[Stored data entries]
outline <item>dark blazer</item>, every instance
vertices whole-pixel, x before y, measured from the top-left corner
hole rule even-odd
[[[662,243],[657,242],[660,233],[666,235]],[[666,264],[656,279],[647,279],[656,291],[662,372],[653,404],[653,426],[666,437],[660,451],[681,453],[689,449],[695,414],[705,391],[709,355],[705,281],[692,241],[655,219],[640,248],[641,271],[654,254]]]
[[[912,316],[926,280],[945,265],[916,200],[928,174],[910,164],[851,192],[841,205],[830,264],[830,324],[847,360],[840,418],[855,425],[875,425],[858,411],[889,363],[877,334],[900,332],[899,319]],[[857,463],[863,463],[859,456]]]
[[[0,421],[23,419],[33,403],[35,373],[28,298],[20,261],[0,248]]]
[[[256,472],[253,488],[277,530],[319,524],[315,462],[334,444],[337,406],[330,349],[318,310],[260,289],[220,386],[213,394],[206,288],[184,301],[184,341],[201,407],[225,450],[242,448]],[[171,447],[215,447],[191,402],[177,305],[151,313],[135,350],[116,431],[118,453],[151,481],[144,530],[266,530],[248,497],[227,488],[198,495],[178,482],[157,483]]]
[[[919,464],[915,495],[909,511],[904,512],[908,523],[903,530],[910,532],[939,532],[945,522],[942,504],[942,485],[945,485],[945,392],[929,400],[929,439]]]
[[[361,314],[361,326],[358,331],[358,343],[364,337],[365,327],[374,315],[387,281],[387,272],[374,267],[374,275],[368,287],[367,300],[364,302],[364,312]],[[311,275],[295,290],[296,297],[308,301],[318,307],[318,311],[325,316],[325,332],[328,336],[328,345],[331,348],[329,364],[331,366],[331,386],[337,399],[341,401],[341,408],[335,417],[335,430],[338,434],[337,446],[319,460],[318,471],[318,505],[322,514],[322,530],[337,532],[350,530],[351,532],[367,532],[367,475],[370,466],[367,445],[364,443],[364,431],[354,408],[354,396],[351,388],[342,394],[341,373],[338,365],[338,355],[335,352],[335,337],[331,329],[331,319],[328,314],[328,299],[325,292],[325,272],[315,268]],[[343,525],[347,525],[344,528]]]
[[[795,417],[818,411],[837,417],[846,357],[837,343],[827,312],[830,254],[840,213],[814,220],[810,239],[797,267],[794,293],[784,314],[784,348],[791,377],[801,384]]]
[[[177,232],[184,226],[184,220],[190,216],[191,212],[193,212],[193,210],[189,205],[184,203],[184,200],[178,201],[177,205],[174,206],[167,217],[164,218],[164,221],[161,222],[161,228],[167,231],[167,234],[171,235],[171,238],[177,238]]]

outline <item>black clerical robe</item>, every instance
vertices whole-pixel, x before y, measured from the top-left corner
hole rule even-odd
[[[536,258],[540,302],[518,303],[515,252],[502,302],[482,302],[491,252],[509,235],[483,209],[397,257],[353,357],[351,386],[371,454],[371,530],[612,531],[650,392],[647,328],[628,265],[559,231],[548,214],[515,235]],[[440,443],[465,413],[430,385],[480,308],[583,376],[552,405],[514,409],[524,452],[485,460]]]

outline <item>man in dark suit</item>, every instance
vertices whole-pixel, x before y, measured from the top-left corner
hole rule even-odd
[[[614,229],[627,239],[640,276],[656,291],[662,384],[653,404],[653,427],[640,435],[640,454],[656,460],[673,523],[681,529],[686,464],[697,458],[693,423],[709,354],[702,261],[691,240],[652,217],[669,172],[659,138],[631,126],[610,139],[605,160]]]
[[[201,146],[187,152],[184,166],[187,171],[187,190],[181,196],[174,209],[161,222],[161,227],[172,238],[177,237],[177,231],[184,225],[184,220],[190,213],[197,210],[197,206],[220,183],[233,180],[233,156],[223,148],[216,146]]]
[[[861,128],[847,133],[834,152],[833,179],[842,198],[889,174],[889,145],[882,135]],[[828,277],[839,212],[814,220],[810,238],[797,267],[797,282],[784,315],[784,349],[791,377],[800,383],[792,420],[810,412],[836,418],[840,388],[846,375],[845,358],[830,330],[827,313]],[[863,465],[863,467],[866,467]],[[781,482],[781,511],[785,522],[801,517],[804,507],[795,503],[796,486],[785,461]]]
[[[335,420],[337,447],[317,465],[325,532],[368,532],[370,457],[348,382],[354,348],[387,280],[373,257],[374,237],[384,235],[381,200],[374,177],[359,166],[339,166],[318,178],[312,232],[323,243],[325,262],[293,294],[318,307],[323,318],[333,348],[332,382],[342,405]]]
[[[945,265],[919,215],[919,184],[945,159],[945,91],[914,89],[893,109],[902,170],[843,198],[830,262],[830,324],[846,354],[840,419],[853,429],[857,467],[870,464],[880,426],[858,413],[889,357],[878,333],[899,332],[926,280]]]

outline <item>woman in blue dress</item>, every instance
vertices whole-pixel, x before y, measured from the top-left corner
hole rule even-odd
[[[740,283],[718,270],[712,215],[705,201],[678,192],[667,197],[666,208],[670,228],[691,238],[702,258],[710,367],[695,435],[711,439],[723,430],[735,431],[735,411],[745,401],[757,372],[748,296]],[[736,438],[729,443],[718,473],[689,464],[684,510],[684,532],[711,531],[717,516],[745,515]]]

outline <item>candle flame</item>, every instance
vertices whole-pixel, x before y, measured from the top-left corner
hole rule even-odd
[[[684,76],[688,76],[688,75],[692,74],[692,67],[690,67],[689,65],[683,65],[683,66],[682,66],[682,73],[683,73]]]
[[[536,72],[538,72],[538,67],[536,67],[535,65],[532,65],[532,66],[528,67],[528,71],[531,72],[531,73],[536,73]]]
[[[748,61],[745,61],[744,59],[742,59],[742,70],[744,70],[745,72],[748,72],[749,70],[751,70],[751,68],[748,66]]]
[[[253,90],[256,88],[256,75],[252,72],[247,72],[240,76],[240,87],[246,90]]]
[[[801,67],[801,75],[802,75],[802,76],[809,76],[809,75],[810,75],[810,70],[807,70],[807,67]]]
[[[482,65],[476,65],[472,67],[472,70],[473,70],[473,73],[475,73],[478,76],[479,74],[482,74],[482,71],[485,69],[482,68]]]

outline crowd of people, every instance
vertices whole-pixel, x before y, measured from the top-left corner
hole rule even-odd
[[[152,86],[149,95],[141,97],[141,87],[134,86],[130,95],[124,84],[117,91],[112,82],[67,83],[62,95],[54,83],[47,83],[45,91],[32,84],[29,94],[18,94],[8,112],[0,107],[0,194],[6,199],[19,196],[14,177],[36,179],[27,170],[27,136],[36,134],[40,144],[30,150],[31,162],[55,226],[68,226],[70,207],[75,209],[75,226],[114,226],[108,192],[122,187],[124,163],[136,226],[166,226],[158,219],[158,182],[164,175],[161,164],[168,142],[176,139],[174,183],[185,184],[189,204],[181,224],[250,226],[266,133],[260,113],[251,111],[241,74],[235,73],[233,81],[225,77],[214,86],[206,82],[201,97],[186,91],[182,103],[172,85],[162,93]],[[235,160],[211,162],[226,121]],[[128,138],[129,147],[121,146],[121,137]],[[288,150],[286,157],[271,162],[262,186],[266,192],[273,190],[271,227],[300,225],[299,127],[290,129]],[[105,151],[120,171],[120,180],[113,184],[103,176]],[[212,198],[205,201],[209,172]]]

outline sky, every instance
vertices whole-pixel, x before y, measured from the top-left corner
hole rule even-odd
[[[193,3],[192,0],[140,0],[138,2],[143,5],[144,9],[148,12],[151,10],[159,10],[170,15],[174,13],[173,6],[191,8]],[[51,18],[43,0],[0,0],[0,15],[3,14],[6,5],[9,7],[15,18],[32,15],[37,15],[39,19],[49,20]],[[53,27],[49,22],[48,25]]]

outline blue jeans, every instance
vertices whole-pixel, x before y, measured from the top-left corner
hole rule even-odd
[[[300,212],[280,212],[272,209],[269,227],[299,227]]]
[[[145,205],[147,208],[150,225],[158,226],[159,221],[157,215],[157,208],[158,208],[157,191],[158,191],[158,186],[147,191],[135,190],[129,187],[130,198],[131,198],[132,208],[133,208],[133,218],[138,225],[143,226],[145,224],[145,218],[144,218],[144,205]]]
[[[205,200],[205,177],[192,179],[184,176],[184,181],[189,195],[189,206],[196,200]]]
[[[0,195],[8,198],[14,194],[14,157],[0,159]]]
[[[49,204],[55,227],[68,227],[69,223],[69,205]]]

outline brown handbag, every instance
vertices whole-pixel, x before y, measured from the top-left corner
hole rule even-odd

■ Your task: Copy out, from the data above, each line where the string "dark" is present.

■ Final answer:
outline <item>dark blazer</item>, every instance
outline <item>man in dark suit</item>, every instance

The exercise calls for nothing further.